> [Job] Return every line below that contains the string "sneaker".

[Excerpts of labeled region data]
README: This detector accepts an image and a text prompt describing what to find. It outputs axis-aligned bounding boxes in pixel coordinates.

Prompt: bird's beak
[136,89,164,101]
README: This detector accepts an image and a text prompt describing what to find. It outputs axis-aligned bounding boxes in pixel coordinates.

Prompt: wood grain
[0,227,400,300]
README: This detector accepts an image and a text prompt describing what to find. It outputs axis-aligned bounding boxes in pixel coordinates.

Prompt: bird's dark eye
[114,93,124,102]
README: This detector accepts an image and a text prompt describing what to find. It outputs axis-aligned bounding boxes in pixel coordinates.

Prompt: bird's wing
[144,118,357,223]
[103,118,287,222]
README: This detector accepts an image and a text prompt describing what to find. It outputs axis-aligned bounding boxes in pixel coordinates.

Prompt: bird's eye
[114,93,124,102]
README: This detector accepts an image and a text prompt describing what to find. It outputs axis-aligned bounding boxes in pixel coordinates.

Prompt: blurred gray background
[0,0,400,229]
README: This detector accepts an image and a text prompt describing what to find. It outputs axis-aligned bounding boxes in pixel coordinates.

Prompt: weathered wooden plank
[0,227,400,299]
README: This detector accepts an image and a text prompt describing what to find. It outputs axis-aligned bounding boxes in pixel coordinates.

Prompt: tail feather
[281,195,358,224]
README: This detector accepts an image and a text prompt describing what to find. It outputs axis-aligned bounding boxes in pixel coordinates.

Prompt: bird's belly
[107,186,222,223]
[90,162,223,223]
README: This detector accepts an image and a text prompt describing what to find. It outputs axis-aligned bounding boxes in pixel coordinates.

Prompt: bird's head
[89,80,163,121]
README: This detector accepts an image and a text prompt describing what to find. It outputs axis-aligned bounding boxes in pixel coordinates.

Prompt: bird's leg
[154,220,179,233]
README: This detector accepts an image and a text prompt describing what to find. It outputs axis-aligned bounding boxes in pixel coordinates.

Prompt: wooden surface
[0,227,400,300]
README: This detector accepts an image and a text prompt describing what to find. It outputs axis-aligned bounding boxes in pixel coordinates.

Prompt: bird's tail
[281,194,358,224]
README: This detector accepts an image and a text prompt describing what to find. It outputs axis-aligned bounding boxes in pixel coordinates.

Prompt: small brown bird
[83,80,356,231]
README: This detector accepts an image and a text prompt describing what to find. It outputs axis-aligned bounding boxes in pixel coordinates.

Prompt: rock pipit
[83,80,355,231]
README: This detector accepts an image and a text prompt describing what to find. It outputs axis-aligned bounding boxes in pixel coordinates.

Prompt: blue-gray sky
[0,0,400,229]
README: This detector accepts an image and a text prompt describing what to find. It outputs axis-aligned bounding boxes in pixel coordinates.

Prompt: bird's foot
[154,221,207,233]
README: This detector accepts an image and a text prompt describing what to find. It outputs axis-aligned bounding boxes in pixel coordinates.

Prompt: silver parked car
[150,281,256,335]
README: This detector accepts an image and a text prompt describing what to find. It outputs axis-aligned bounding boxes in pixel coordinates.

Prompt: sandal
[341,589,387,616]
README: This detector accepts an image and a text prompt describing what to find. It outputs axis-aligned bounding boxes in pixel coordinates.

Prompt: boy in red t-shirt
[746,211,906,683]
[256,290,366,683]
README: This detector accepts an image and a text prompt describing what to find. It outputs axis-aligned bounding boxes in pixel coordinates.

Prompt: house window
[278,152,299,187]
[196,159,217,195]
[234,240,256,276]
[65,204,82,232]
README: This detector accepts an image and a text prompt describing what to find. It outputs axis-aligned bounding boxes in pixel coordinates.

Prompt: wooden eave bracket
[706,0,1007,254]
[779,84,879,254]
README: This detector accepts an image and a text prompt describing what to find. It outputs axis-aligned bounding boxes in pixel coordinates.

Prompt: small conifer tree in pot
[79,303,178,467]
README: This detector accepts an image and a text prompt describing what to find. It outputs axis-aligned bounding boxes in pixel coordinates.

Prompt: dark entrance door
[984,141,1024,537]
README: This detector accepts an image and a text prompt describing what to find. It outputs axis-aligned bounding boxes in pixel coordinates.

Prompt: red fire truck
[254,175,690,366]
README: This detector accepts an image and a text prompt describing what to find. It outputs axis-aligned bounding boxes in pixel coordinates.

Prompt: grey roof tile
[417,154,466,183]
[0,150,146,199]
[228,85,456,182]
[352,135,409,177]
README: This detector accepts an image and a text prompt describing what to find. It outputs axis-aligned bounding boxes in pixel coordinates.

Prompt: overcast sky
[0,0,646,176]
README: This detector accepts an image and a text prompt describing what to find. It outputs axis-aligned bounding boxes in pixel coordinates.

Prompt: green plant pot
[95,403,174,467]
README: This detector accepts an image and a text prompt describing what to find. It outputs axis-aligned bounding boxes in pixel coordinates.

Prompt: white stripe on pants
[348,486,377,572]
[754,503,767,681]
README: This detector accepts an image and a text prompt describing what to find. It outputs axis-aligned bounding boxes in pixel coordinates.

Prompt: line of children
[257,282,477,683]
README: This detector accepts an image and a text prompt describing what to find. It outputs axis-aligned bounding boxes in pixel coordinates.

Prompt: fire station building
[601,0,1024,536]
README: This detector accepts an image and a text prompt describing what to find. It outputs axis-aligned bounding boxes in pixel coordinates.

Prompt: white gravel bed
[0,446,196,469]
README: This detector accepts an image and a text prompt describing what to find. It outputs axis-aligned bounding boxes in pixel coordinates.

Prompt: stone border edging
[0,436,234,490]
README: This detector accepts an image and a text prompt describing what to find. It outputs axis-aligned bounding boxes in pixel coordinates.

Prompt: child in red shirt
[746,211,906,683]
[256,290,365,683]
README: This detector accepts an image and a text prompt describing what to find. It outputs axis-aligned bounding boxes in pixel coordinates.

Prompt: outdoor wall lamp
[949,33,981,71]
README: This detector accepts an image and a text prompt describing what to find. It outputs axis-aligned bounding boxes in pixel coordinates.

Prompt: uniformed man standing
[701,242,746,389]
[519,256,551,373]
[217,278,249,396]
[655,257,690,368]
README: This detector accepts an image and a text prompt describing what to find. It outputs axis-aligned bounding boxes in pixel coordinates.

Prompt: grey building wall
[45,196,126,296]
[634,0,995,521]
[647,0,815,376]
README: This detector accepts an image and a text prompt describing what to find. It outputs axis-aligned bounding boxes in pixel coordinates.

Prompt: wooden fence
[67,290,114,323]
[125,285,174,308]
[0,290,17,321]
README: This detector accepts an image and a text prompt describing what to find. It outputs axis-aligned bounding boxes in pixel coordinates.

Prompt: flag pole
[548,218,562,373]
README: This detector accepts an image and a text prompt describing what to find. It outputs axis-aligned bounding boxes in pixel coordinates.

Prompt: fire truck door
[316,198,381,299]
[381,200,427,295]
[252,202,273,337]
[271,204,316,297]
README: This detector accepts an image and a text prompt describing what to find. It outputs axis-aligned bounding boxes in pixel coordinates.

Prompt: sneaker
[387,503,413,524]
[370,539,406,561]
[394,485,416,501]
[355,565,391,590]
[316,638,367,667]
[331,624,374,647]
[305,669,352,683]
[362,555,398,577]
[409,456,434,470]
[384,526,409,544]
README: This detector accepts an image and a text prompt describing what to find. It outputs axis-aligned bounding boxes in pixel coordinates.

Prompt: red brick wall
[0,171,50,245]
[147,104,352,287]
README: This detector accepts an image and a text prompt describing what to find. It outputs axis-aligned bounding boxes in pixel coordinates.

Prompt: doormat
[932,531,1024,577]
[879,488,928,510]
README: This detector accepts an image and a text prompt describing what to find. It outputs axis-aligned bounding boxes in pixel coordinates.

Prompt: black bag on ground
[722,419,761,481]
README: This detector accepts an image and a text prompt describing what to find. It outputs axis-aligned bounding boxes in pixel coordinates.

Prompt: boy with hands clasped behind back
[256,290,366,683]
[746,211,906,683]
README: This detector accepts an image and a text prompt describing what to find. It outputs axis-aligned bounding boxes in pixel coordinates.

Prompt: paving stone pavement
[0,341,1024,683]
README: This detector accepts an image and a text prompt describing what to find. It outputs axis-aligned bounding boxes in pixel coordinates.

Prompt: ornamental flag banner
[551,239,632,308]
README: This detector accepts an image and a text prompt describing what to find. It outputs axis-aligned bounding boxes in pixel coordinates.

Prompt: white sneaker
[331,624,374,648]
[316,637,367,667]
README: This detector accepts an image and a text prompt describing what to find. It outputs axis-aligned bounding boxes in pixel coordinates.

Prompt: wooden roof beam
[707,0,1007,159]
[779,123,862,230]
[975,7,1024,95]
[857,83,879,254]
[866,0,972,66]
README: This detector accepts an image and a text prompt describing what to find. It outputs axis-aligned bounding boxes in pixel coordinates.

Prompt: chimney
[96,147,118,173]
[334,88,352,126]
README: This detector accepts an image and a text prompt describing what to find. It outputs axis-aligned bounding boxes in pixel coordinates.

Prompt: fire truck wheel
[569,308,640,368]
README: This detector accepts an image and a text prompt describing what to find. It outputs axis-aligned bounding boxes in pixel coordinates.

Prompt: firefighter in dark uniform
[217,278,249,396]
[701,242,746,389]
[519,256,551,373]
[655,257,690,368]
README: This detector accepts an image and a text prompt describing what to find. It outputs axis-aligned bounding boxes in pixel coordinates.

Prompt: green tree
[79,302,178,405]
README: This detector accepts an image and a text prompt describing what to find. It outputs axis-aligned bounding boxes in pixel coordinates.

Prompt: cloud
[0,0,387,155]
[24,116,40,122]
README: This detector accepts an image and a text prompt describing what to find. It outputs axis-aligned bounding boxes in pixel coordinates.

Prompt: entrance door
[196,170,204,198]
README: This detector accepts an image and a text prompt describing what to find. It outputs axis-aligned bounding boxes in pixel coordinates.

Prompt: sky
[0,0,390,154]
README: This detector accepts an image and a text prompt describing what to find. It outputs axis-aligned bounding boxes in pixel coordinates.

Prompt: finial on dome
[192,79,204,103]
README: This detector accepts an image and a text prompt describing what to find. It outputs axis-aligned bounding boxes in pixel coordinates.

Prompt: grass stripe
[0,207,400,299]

> [Task solution]
Prompt: sneaker
Prompt: white sneaker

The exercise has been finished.